#### Data supplied ####
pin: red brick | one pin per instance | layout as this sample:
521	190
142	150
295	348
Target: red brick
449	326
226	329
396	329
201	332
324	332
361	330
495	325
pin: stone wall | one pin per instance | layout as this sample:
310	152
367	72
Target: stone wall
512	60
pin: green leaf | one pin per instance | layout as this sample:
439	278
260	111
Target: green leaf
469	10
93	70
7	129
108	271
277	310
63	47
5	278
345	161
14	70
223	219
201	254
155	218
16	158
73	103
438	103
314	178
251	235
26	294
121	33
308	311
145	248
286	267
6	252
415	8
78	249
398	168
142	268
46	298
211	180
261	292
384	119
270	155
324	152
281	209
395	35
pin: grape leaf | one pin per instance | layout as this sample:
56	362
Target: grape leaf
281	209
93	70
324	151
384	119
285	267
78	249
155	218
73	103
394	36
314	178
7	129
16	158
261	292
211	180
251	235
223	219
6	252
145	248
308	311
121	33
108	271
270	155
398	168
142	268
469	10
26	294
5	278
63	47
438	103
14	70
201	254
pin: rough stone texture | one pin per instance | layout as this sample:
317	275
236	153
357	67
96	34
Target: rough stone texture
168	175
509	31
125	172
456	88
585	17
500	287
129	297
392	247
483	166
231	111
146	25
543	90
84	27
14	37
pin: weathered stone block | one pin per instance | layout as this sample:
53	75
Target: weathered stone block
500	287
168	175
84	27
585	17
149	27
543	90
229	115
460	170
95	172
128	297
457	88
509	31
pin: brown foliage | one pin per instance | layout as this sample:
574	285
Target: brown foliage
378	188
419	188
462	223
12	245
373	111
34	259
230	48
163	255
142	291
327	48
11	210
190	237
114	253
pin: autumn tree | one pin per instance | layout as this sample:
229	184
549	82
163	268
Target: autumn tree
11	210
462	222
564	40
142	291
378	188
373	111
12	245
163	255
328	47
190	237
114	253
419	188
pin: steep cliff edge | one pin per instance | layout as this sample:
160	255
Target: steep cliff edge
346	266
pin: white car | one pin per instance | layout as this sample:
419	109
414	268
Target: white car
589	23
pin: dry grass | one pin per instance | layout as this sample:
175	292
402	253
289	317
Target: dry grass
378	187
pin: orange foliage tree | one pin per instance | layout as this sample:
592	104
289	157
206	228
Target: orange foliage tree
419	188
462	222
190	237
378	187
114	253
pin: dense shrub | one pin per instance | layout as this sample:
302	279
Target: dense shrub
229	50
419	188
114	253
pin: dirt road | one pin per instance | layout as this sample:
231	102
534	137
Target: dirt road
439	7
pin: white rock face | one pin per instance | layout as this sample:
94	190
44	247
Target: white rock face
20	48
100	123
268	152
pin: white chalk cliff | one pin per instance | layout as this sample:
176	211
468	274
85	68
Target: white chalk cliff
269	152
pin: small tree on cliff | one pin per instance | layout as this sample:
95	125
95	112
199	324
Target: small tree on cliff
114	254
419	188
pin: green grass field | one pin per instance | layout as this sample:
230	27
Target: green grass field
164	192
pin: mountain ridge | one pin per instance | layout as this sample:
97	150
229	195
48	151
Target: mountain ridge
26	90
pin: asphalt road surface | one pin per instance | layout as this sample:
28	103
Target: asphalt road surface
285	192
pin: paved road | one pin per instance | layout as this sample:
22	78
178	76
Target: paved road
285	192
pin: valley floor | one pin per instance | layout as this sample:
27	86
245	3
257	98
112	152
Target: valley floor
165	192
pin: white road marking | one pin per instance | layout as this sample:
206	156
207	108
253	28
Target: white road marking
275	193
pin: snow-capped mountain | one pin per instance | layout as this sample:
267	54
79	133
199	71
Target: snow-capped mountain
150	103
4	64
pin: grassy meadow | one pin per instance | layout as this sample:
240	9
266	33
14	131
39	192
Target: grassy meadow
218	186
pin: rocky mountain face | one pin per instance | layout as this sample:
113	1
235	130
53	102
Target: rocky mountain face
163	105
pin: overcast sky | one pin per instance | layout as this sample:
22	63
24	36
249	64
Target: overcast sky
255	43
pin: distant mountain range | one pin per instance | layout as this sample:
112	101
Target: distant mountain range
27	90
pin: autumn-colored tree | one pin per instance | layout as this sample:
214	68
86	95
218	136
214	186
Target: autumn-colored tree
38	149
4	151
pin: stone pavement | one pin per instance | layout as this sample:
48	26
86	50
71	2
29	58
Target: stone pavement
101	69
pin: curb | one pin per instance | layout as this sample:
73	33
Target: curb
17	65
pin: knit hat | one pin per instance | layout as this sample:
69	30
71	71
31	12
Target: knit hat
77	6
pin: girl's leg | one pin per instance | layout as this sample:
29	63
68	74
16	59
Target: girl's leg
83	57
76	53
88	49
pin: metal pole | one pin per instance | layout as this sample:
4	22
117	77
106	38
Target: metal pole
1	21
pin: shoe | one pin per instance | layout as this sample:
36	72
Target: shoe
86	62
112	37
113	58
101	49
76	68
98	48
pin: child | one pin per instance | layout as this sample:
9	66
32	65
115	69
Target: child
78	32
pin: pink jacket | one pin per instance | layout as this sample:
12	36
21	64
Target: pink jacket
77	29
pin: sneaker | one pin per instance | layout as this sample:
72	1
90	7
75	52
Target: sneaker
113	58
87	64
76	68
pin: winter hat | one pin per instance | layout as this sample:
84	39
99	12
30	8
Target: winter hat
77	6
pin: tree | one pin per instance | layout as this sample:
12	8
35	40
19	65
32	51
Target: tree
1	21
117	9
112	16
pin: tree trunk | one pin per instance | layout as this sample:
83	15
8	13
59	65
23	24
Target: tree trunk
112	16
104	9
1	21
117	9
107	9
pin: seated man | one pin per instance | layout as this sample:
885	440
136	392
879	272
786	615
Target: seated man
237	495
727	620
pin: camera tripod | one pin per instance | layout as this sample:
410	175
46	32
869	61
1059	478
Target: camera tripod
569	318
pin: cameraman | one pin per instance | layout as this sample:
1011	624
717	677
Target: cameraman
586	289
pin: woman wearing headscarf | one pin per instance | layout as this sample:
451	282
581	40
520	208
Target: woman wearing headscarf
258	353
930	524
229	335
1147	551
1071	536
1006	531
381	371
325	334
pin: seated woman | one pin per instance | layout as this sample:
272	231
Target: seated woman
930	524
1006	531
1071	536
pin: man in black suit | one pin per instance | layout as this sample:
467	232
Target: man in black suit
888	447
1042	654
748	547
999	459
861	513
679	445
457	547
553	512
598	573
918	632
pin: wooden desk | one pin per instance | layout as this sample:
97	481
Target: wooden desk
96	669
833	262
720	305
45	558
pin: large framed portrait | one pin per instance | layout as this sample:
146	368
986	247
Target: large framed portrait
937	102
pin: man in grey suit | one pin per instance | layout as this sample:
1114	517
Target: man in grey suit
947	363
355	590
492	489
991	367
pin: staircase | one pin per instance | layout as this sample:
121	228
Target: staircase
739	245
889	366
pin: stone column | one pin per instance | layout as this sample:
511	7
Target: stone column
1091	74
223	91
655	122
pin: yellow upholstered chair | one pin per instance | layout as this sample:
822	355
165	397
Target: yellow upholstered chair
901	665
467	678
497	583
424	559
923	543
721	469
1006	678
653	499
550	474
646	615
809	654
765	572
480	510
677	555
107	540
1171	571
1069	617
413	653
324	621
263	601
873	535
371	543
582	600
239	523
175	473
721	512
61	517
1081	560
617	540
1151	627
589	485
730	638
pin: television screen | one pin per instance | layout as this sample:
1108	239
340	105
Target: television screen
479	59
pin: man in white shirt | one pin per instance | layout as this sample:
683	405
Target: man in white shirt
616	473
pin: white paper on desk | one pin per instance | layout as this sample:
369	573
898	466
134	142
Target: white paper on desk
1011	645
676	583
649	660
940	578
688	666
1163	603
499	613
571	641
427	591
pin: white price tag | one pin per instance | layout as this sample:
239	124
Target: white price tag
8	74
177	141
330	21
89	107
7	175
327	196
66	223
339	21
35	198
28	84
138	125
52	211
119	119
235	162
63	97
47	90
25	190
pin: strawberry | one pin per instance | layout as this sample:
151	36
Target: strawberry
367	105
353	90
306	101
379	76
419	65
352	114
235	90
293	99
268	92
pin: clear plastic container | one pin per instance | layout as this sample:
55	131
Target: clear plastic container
####
Include both ends. Return the line holding "pin: man in white" and all lines after it in the records above, exactly as written.

### Written answer:
pin: man in white shirt | one pin per instance | layout as this sample:
683	405
Target: man in white shirt
616	473
pin: white paper on desk | one pin per instance | layout as this sample:
369	573
898	466
134	142
Target: white paper on desk
1011	645
676	583
649	660
940	578
688	666
1163	603
499	613
571	641
427	591
pin: white price tag | one pin per instance | layout as this sample:
239	124
Target: white price tag
8	74
177	141
330	21
89	107
7	175
327	196
66	223
339	21
35	198
28	84
138	125
52	211
119	119
235	162
63	97
47	90
25	190
pin: strawberry | one pin per instance | layout as this sample:
151	36
Target: strawberry
367	105
353	90
306	101
379	76
419	65
352	114
235	90
293	99
268	92
pin: clear plastic container | one pin per instance | layout as this sample:
55	131
Target: clear plastic container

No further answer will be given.